Task to carry out: Could you copy, exactly as written, every line from the first line of the records through the one containing "mark the blue jeans | one pin per instance."?

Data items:
---
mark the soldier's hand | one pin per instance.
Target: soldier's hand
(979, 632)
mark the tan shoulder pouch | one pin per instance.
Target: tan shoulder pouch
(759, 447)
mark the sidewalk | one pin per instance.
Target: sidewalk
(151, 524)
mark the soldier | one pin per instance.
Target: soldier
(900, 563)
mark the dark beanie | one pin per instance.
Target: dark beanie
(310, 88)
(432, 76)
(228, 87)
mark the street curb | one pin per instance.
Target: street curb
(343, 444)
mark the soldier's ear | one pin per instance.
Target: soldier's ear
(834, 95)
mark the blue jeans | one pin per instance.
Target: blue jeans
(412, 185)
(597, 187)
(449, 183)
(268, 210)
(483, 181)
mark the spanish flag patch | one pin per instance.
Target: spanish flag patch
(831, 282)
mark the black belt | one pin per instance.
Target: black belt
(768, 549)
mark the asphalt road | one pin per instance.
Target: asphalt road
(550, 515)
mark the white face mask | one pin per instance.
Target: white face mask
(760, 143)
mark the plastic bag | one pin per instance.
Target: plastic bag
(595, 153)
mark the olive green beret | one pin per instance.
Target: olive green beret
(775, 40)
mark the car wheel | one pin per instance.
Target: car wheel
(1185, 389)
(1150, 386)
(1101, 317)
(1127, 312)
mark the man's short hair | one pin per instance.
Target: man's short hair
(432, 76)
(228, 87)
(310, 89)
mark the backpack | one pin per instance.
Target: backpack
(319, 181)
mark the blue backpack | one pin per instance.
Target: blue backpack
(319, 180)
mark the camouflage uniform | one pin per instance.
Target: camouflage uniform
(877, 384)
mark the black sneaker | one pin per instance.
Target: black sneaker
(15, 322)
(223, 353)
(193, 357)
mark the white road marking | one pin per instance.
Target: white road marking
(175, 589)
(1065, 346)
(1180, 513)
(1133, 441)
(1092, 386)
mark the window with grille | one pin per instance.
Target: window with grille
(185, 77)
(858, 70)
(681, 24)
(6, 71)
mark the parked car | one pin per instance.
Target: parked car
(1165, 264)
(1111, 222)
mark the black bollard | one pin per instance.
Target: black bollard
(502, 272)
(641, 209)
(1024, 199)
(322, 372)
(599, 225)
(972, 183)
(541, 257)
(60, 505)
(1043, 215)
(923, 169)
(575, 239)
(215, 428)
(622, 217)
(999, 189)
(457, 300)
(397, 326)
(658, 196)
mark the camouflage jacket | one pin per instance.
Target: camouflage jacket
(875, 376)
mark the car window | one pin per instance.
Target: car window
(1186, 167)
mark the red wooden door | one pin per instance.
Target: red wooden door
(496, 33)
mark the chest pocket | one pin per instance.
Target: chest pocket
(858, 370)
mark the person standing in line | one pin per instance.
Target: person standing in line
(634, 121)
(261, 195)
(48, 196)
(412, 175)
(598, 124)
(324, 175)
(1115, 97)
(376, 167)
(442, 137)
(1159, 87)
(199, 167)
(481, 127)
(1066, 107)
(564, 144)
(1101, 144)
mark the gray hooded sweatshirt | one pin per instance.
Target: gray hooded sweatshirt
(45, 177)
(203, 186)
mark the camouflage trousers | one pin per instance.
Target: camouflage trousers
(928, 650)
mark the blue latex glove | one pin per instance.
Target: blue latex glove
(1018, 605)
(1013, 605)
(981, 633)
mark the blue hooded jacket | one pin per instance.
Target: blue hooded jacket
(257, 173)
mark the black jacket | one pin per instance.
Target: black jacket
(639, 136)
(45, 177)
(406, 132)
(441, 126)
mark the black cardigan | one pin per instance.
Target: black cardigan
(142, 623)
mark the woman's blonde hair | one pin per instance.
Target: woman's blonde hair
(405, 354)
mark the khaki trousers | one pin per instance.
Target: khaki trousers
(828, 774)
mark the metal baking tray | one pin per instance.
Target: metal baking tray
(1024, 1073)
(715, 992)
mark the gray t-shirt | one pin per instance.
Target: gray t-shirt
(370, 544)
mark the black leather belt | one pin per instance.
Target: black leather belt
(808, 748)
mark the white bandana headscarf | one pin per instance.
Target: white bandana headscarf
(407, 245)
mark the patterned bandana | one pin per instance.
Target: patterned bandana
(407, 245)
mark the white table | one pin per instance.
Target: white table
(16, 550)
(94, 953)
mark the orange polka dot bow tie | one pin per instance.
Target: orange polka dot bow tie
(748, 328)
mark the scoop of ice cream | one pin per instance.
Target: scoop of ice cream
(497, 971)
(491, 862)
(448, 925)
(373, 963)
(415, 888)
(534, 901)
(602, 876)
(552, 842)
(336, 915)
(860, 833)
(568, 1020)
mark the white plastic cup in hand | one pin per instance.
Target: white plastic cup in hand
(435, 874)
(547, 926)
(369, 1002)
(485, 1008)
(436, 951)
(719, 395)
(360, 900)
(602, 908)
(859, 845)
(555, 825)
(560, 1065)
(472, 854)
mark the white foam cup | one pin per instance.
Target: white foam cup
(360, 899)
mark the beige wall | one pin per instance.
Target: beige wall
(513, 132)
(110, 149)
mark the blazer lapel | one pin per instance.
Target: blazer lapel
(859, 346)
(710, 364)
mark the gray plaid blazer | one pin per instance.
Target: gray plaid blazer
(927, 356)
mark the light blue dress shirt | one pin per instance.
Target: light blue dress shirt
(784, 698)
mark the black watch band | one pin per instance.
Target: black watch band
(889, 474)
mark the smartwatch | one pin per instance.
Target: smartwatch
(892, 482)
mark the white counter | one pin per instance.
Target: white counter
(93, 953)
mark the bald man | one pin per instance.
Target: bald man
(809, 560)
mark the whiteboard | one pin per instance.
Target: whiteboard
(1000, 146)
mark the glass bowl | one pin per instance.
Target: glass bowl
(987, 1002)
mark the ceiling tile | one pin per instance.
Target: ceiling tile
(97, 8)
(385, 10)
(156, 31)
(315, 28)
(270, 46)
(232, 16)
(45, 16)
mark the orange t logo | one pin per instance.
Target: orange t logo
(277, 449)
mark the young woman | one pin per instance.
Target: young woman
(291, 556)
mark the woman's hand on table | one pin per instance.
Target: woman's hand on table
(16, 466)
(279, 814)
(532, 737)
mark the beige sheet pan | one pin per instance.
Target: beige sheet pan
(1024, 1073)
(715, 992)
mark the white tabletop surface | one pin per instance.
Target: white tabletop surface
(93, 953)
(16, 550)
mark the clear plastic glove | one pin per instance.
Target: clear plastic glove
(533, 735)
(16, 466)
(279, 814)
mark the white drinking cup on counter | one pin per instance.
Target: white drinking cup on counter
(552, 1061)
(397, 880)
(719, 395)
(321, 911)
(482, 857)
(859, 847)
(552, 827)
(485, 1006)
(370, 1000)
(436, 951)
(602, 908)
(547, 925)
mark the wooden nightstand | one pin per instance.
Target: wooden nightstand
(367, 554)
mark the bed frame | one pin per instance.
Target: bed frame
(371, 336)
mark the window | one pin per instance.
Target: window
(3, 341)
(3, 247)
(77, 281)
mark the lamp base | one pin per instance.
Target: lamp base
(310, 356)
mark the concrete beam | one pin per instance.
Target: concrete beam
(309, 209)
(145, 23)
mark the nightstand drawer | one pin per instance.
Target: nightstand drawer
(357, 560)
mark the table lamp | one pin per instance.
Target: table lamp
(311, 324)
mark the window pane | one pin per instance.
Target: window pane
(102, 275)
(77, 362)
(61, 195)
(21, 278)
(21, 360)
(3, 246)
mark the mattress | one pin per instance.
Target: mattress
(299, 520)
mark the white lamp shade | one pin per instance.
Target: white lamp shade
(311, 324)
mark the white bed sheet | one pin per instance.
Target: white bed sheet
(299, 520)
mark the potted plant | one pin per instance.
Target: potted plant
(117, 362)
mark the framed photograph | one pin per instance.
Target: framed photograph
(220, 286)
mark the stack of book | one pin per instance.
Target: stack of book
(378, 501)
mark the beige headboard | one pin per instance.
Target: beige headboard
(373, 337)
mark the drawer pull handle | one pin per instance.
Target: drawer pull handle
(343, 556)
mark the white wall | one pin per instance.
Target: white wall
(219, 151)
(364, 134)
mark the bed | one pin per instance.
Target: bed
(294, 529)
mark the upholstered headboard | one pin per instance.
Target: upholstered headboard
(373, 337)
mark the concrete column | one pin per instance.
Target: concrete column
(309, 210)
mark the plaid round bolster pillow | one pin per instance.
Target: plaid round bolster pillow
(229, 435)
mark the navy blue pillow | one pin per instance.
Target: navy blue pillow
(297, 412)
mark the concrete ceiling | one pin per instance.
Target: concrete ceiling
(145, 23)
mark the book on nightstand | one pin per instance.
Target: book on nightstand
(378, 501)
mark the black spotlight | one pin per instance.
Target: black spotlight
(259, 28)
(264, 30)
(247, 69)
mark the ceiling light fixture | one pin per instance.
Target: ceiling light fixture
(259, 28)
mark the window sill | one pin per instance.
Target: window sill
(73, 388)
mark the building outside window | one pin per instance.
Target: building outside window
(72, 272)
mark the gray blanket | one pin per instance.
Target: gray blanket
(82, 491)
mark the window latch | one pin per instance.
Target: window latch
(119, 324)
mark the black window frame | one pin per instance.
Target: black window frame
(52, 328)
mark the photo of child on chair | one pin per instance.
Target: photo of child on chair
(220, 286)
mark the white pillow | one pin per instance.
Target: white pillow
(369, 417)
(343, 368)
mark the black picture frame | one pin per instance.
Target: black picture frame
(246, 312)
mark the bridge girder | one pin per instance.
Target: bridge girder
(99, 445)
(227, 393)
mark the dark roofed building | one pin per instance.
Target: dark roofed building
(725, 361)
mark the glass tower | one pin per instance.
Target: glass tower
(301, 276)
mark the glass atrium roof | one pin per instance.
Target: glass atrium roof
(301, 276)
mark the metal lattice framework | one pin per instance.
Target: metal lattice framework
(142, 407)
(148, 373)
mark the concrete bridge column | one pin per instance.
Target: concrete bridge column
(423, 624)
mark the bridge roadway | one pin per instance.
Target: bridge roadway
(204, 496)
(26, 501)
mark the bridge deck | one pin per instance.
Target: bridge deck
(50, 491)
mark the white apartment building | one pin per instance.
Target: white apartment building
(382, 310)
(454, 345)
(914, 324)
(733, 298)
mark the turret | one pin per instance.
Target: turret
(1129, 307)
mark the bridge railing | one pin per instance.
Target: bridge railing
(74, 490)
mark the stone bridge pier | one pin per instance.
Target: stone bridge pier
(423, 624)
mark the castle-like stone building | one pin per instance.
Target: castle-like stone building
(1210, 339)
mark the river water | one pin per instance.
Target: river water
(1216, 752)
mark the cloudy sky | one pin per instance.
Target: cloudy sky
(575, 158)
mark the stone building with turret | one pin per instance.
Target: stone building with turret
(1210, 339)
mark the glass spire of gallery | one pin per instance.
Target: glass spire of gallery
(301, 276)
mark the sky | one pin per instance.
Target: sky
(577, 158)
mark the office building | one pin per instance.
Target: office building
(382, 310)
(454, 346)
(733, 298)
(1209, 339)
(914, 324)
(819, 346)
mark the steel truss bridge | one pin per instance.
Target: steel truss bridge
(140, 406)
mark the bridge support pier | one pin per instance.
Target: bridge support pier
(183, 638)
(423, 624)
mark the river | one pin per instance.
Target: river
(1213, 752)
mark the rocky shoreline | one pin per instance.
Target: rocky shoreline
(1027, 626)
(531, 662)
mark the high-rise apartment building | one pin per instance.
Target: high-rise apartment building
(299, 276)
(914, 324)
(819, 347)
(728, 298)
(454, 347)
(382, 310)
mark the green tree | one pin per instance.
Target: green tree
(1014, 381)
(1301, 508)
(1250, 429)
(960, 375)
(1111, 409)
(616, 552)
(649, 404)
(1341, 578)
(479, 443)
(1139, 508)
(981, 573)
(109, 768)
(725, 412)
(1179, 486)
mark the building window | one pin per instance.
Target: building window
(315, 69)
---
Reply to the exercise:
mark the soldier's hand | one pin per instance.
Target: soldier's hand
(979, 632)
mark the tan shoulder pouch | one pin per instance.
Target: tan shoulder pouch
(759, 447)
mark the sidewalk | one pin per instance.
Target: sidewalk
(151, 524)
mark the soldier | one pin per instance.
Target: soldier
(900, 563)
mark the dark beanie | one pin per instance.
Target: dark beanie
(310, 88)
(432, 76)
(228, 87)
mark the street curb | one pin per instance.
Target: street curb
(343, 444)
mark the soldier's ear | one pin per instance.
Target: soldier's ear
(834, 95)
mark the blue jeans | one pin per instance.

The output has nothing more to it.